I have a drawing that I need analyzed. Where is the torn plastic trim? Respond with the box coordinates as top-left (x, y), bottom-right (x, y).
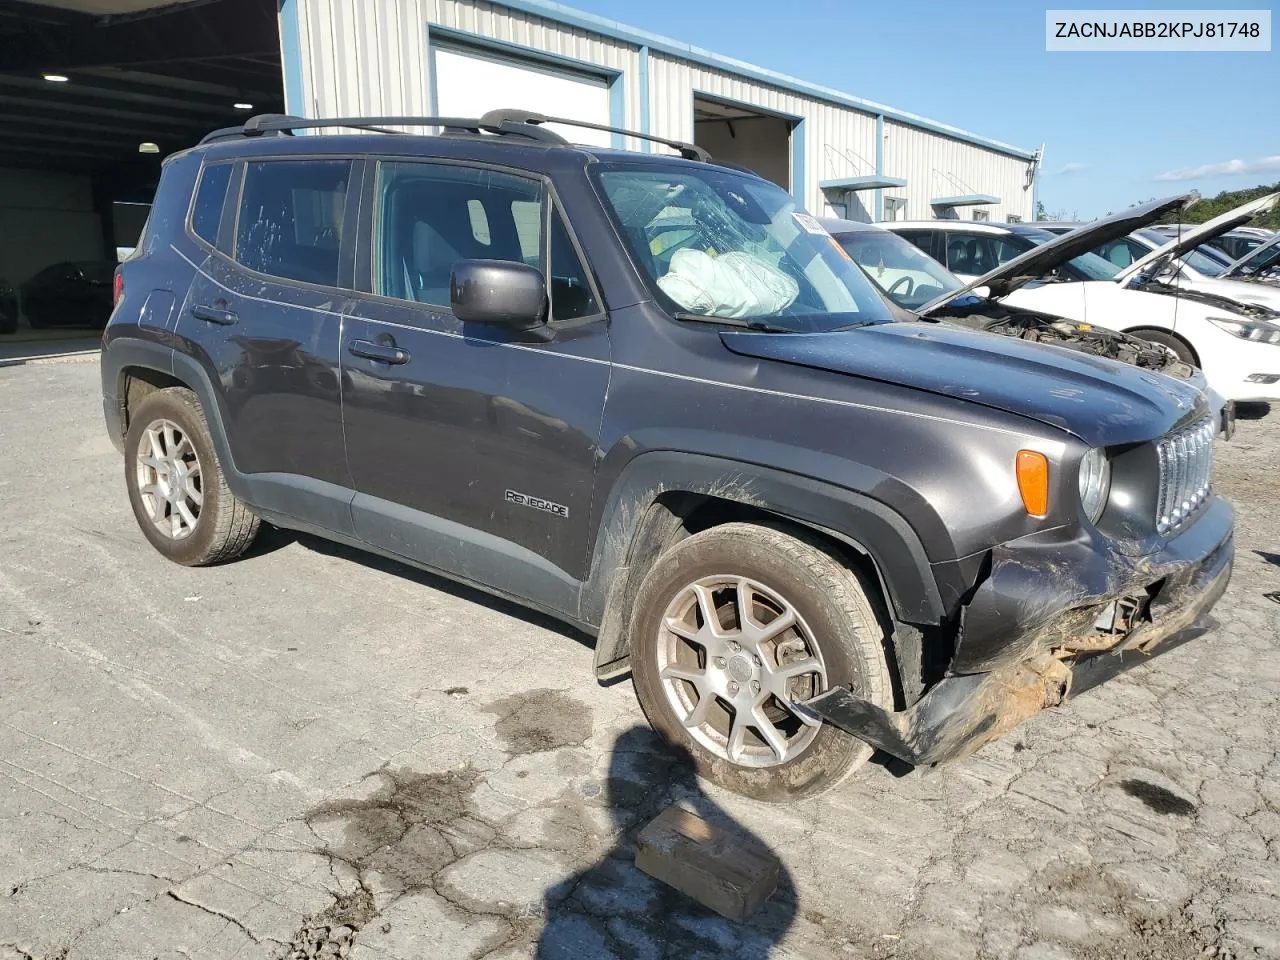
top-left (797, 530), bottom-right (1232, 767)
top-left (951, 496), bottom-right (1232, 676)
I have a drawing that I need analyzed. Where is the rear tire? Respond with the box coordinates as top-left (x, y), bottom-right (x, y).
top-left (629, 522), bottom-right (894, 802)
top-left (124, 387), bottom-right (259, 566)
top-left (1129, 328), bottom-right (1198, 366)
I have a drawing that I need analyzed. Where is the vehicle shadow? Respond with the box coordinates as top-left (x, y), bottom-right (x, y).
top-left (1235, 401), bottom-right (1271, 421)
top-left (1256, 550), bottom-right (1280, 568)
top-left (248, 524), bottom-right (596, 651)
top-left (535, 725), bottom-right (796, 959)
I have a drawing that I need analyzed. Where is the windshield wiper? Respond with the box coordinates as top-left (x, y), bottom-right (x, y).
top-left (828, 318), bottom-right (883, 331)
top-left (672, 311), bottom-right (794, 333)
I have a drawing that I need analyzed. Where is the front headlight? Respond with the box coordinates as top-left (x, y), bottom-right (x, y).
top-left (1079, 447), bottom-right (1111, 523)
top-left (1207, 316), bottom-right (1280, 344)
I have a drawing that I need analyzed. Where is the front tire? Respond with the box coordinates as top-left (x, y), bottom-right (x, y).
top-left (629, 522), bottom-right (894, 802)
top-left (1130, 328), bottom-right (1198, 366)
top-left (124, 387), bottom-right (259, 566)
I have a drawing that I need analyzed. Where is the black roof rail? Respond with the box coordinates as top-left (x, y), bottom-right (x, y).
top-left (212, 112), bottom-right (566, 146)
top-left (197, 123), bottom-right (284, 146)
top-left (707, 159), bottom-right (769, 179)
top-left (196, 110), bottom-right (711, 161)
top-left (477, 109), bottom-right (710, 161)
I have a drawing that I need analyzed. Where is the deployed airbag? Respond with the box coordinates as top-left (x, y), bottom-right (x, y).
top-left (657, 248), bottom-right (798, 318)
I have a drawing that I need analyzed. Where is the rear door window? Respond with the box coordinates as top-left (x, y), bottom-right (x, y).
top-left (943, 232), bottom-right (1024, 276)
top-left (896, 230), bottom-right (936, 259)
top-left (234, 159), bottom-right (352, 287)
top-left (1093, 237), bottom-right (1147, 270)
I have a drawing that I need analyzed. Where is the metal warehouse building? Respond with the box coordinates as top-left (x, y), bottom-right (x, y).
top-left (0, 0), bottom-right (1040, 338)
top-left (280, 0), bottom-right (1042, 224)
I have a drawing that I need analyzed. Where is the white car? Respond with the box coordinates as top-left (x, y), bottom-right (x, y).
top-left (1150, 222), bottom-right (1276, 263)
top-left (1043, 196), bottom-right (1280, 313)
top-left (889, 200), bottom-right (1280, 404)
top-left (1115, 195), bottom-right (1280, 312)
top-left (827, 214), bottom-right (1230, 434)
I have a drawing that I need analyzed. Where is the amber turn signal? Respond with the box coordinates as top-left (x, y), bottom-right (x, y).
top-left (1016, 450), bottom-right (1050, 517)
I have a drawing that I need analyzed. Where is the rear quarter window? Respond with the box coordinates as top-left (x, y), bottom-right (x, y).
top-left (190, 163), bottom-right (233, 247)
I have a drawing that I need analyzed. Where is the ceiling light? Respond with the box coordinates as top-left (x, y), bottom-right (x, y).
top-left (138, 142), bottom-right (160, 154)
top-left (43, 73), bottom-right (69, 83)
top-left (234, 102), bottom-right (253, 110)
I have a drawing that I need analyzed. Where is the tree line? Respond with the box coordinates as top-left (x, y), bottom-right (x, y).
top-left (1036, 183), bottom-right (1280, 228)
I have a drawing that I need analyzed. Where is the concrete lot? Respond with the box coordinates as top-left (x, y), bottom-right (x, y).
top-left (0, 334), bottom-right (102, 369)
top-left (2, 358), bottom-right (1279, 960)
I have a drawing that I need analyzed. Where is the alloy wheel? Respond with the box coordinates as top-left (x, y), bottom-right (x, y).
top-left (655, 575), bottom-right (828, 767)
top-left (135, 418), bottom-right (203, 540)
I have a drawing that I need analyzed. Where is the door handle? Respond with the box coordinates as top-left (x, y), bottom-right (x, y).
top-left (348, 338), bottom-right (410, 365)
top-left (191, 303), bottom-right (238, 325)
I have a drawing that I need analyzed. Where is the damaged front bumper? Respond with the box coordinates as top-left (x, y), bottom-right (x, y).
top-left (799, 497), bottom-right (1234, 767)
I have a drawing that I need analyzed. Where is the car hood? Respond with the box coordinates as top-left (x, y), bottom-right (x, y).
top-left (918, 194), bottom-right (1197, 314)
top-left (719, 321), bottom-right (1204, 446)
top-left (1116, 192), bottom-right (1280, 284)
top-left (1131, 277), bottom-right (1280, 321)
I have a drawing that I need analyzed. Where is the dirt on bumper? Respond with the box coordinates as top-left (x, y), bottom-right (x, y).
top-left (798, 499), bottom-right (1234, 767)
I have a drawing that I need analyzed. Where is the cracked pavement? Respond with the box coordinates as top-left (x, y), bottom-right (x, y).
top-left (2, 361), bottom-right (1280, 959)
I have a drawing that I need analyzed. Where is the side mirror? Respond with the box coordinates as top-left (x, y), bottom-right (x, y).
top-left (450, 259), bottom-right (549, 337)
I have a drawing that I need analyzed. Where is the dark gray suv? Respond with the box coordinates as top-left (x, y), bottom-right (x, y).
top-left (101, 112), bottom-right (1233, 801)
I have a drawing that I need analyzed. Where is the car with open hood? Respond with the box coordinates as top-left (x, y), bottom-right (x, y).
top-left (823, 215), bottom-right (1202, 384)
top-left (1222, 232), bottom-right (1280, 287)
top-left (1150, 223), bottom-right (1275, 263)
top-left (1109, 195), bottom-right (1280, 313)
top-left (101, 110), bottom-right (1232, 801)
top-left (1040, 222), bottom-right (1240, 280)
top-left (891, 198), bottom-right (1280, 405)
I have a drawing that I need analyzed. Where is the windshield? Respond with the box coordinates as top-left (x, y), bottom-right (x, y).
top-left (1014, 231), bottom-right (1122, 280)
top-left (596, 166), bottom-right (893, 331)
top-left (1136, 229), bottom-right (1228, 277)
top-left (1185, 246), bottom-right (1229, 276)
top-left (1236, 241), bottom-right (1280, 280)
top-left (836, 229), bottom-right (962, 309)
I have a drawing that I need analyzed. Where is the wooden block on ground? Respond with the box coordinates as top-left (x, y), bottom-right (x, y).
top-left (635, 805), bottom-right (780, 920)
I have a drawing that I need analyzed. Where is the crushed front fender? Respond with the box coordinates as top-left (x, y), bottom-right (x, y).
top-left (798, 502), bottom-right (1233, 768)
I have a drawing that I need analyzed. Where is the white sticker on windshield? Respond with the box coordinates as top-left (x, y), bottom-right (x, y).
top-left (792, 212), bottom-right (828, 235)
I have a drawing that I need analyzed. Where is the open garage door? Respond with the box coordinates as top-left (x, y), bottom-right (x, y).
top-left (693, 96), bottom-right (794, 192)
top-left (0, 0), bottom-right (282, 339)
top-left (430, 43), bottom-right (613, 148)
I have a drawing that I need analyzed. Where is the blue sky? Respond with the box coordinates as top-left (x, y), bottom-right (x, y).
top-left (571, 0), bottom-right (1278, 218)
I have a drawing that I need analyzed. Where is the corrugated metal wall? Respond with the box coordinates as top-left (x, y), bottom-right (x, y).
top-left (292, 0), bottom-right (640, 132)
top-left (646, 53), bottom-right (878, 215)
top-left (288, 0), bottom-right (1033, 221)
top-left (882, 121), bottom-right (1033, 223)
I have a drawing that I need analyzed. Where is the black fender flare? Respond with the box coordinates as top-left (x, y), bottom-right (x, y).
top-left (105, 336), bottom-right (360, 543)
top-left (104, 337), bottom-right (246, 499)
top-left (581, 451), bottom-right (945, 677)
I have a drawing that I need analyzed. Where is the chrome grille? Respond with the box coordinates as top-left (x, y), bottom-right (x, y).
top-left (1155, 418), bottom-right (1215, 534)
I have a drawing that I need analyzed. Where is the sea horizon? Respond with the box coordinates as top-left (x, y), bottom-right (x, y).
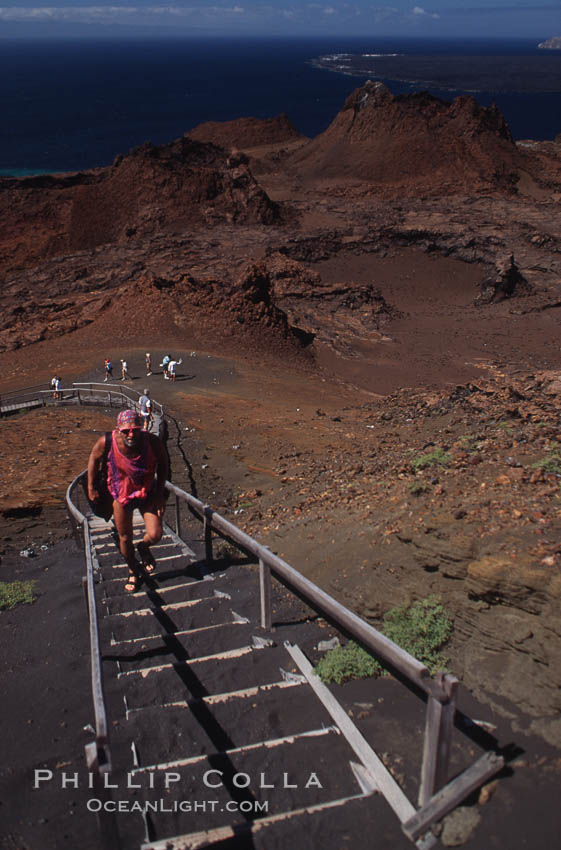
top-left (1, 35), bottom-right (560, 176)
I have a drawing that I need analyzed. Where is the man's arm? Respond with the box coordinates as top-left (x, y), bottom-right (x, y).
top-left (87, 436), bottom-right (107, 501)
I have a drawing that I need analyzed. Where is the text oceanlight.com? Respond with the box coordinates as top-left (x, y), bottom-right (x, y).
top-left (87, 799), bottom-right (269, 814)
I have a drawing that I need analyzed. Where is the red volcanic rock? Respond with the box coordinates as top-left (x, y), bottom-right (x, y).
top-left (229, 253), bottom-right (400, 348)
top-left (475, 254), bottom-right (534, 304)
top-left (289, 81), bottom-right (526, 194)
top-left (187, 113), bottom-right (305, 150)
top-left (0, 137), bottom-right (279, 273)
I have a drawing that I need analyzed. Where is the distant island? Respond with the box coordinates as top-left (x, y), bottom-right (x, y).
top-left (538, 37), bottom-right (561, 49)
top-left (311, 53), bottom-right (561, 93)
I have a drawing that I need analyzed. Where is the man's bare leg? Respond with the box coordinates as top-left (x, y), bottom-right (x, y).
top-left (137, 509), bottom-right (163, 573)
top-left (112, 500), bottom-right (141, 590)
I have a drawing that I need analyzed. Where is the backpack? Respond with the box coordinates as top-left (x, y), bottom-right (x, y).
top-left (84, 432), bottom-right (113, 521)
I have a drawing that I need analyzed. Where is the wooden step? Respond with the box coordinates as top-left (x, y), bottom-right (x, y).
top-left (112, 644), bottom-right (299, 710)
top-left (104, 595), bottom-right (237, 644)
top-left (102, 581), bottom-right (223, 615)
top-left (111, 731), bottom-right (367, 844)
top-left (139, 790), bottom-right (416, 850)
top-left (115, 679), bottom-right (333, 766)
top-left (107, 622), bottom-right (258, 670)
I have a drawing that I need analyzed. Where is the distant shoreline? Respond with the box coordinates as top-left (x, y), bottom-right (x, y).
top-left (538, 36), bottom-right (561, 49)
top-left (311, 52), bottom-right (561, 94)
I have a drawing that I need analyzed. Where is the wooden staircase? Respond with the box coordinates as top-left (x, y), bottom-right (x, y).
top-left (86, 513), bottom-right (421, 850)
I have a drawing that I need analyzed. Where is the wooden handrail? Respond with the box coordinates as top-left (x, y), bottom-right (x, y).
top-left (164, 481), bottom-right (447, 702)
top-left (65, 472), bottom-right (111, 769)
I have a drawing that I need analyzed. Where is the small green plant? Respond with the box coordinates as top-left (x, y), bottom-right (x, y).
top-left (383, 596), bottom-right (453, 674)
top-left (532, 453), bottom-right (561, 475)
top-left (0, 580), bottom-right (36, 611)
top-left (496, 421), bottom-right (514, 431)
top-left (409, 481), bottom-right (427, 496)
top-left (458, 435), bottom-right (480, 453)
top-left (315, 640), bottom-right (380, 684)
top-left (411, 447), bottom-right (451, 472)
top-left (315, 596), bottom-right (453, 683)
top-left (214, 541), bottom-right (240, 561)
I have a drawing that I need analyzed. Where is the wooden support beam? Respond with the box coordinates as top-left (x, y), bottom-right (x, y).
top-left (174, 498), bottom-right (182, 539)
top-left (403, 751), bottom-right (504, 841)
top-left (203, 505), bottom-right (213, 564)
top-left (259, 558), bottom-right (272, 630)
top-left (84, 743), bottom-right (121, 850)
top-left (285, 642), bottom-right (417, 825)
top-left (419, 672), bottom-right (458, 806)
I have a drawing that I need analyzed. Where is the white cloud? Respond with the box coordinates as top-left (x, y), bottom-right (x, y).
top-left (0, 6), bottom-right (136, 20)
top-left (412, 5), bottom-right (439, 18)
top-left (0, 4), bottom-right (245, 22)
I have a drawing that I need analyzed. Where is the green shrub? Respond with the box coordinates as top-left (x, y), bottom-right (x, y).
top-left (411, 447), bottom-right (451, 472)
top-left (214, 541), bottom-right (240, 561)
top-left (383, 595), bottom-right (453, 674)
top-left (0, 580), bottom-right (36, 611)
top-left (315, 595), bottom-right (453, 683)
top-left (409, 481), bottom-right (427, 496)
top-left (315, 640), bottom-right (380, 684)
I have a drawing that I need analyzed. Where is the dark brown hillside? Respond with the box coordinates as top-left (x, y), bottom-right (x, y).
top-left (288, 81), bottom-right (527, 194)
top-left (0, 137), bottom-right (279, 274)
top-left (187, 112), bottom-right (305, 150)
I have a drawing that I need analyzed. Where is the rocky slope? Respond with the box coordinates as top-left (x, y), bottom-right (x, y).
top-left (0, 138), bottom-right (279, 274)
top-left (287, 81), bottom-right (528, 194)
top-left (187, 113), bottom-right (305, 149)
top-left (231, 366), bottom-right (561, 745)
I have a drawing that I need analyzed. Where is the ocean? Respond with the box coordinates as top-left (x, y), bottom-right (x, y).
top-left (1, 36), bottom-right (560, 175)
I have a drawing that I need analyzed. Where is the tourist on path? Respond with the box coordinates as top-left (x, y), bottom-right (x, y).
top-left (120, 359), bottom-right (130, 381)
top-left (161, 354), bottom-right (171, 379)
top-left (87, 409), bottom-right (168, 592)
top-left (167, 359), bottom-right (179, 382)
top-left (145, 352), bottom-right (152, 376)
top-left (104, 358), bottom-right (113, 382)
top-left (139, 388), bottom-right (153, 431)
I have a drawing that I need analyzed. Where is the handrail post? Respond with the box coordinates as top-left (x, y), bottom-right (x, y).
top-left (419, 672), bottom-right (458, 806)
top-left (175, 497), bottom-right (182, 539)
top-left (203, 504), bottom-right (213, 565)
top-left (259, 557), bottom-right (272, 630)
top-left (84, 741), bottom-right (121, 849)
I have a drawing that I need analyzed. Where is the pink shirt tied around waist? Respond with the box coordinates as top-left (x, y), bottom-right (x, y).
top-left (107, 430), bottom-right (157, 505)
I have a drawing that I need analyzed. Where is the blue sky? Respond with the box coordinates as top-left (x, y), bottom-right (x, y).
top-left (0, 2), bottom-right (559, 39)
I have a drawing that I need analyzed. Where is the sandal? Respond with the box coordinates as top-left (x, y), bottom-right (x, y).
top-left (125, 572), bottom-right (140, 593)
top-left (137, 541), bottom-right (156, 573)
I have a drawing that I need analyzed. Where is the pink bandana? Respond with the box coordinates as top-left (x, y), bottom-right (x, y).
top-left (116, 409), bottom-right (142, 430)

> _Task goal_
Would you repeat, exactly and with nothing added, every line from the line containing "the pink bandana?" through the last line of the records above?

> _Result of the exercise_
I have a drawing that I need analyzed. Where is the pink bandana? Respond with the box coordinates as top-left (x, y), bottom-right (x, y).
top-left (116, 409), bottom-right (142, 430)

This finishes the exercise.